Rewrite the material below, replacing every "Target:" with "Label:" and keeping all else unchanged. Leave the pictures out.

-- START --

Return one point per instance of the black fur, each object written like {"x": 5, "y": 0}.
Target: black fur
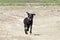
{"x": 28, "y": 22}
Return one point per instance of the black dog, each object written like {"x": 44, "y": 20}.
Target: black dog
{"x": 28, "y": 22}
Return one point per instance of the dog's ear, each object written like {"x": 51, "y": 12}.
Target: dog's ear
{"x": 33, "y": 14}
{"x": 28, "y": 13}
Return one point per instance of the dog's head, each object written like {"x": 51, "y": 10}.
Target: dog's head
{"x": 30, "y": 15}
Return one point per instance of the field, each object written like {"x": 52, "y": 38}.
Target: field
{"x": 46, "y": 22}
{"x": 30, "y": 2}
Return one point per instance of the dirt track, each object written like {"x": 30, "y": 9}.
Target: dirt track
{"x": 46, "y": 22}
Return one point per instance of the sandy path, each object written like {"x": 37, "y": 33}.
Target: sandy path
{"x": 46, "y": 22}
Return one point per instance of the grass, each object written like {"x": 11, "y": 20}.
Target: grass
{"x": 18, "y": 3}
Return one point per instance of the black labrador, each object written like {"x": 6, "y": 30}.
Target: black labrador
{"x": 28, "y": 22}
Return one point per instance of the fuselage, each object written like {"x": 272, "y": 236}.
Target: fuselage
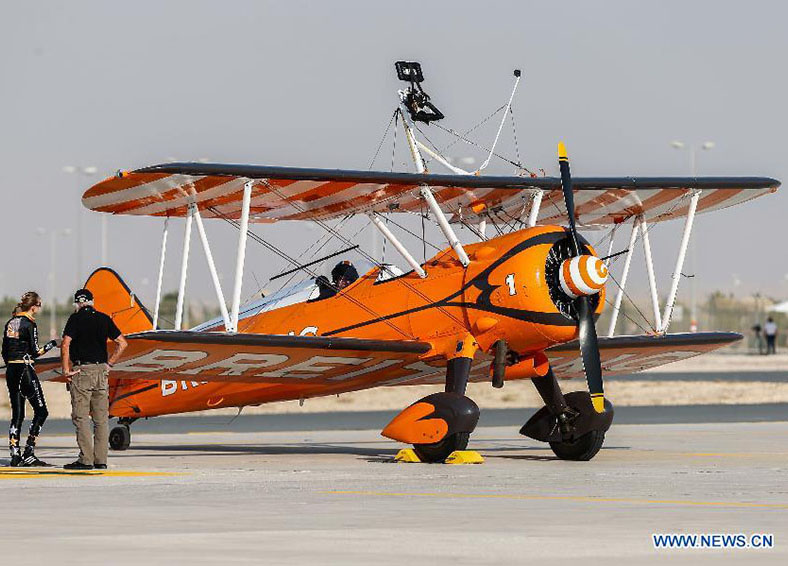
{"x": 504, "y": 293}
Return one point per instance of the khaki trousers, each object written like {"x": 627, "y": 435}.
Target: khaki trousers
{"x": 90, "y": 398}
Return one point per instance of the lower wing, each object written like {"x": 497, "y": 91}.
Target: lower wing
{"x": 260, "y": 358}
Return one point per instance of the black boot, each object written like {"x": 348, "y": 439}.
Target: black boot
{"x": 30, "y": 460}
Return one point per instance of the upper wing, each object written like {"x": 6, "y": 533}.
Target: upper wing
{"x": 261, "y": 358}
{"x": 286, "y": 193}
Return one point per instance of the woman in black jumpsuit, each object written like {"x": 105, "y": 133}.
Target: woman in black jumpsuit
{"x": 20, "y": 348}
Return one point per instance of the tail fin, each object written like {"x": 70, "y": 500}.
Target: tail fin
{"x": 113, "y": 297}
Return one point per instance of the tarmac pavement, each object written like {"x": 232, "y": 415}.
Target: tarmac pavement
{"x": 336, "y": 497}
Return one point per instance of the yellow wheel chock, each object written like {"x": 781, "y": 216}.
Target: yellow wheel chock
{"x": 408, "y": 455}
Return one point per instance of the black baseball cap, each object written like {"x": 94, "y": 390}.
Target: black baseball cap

-- END --

_Answer for the task_
Return one point per instance of the black fur, each object written like {"x": 5, "y": 0}.
Label: black fur
{"x": 28, "y": 22}
Return one point per instance of the black dog, each object written like {"x": 44, "y": 20}.
Label: black dog
{"x": 28, "y": 22}
Return one point per instance of the dog's ear, each object written like {"x": 51, "y": 12}.
Label: dog's ear
{"x": 33, "y": 14}
{"x": 28, "y": 13}
Return one point per instance of the dog's head, each object written like {"x": 51, "y": 10}.
Label: dog's head
{"x": 30, "y": 15}
Return one point per instance of the field, each object written like {"x": 52, "y": 38}.
Label: field
{"x": 46, "y": 22}
{"x": 30, "y": 2}
Return one point per instance of the dirt track, each object written like {"x": 30, "y": 9}.
Label: dirt track
{"x": 46, "y": 22}
Return one point per instance of the sandy path, each object written like {"x": 37, "y": 33}.
Label: sandy path
{"x": 46, "y": 22}
Return one point per instance of the grass, each object written like {"x": 11, "y": 20}.
Label: grass
{"x": 18, "y": 3}
Return one point per instance of the black labrador, each object written like {"x": 6, "y": 30}.
Label: black labrador
{"x": 28, "y": 22}
Return one point per instance of the fuselage, each object written like {"x": 272, "y": 236}.
Label: fuselage
{"x": 504, "y": 293}
Return one point per instance of the khaki trousers, each object written like {"x": 627, "y": 435}.
Label: khaki trousers
{"x": 90, "y": 398}
Return one point per instance of the lower wing, each object written like {"x": 497, "y": 91}.
Label: lower wing
{"x": 260, "y": 358}
Return one point per instance of the black boot, each object written like {"x": 348, "y": 439}.
Label: black boot
{"x": 30, "y": 460}
Return one point per instance of the upper wing, each object written like {"x": 6, "y": 533}.
Label: upper wing
{"x": 261, "y": 358}
{"x": 286, "y": 193}
Return one point per instance of the woman in black jumpsuit, each object written like {"x": 105, "y": 133}.
Label: woman in black jumpsuit
{"x": 20, "y": 348}
Return one point per instance of the tail fin, each object written like {"x": 70, "y": 500}.
Label: tail fin
{"x": 113, "y": 297}
Return one point per instance of the tarmac pavement, each object written like {"x": 232, "y": 415}.
Label: tarmac pavement
{"x": 336, "y": 497}
Return one point per instance of the yellow wheel chock, each object written like {"x": 781, "y": 216}.
Label: yellow wheel chock
{"x": 408, "y": 455}
Return one point per instance of the black baseball cap, each object written like {"x": 94, "y": 390}.
Label: black baseball cap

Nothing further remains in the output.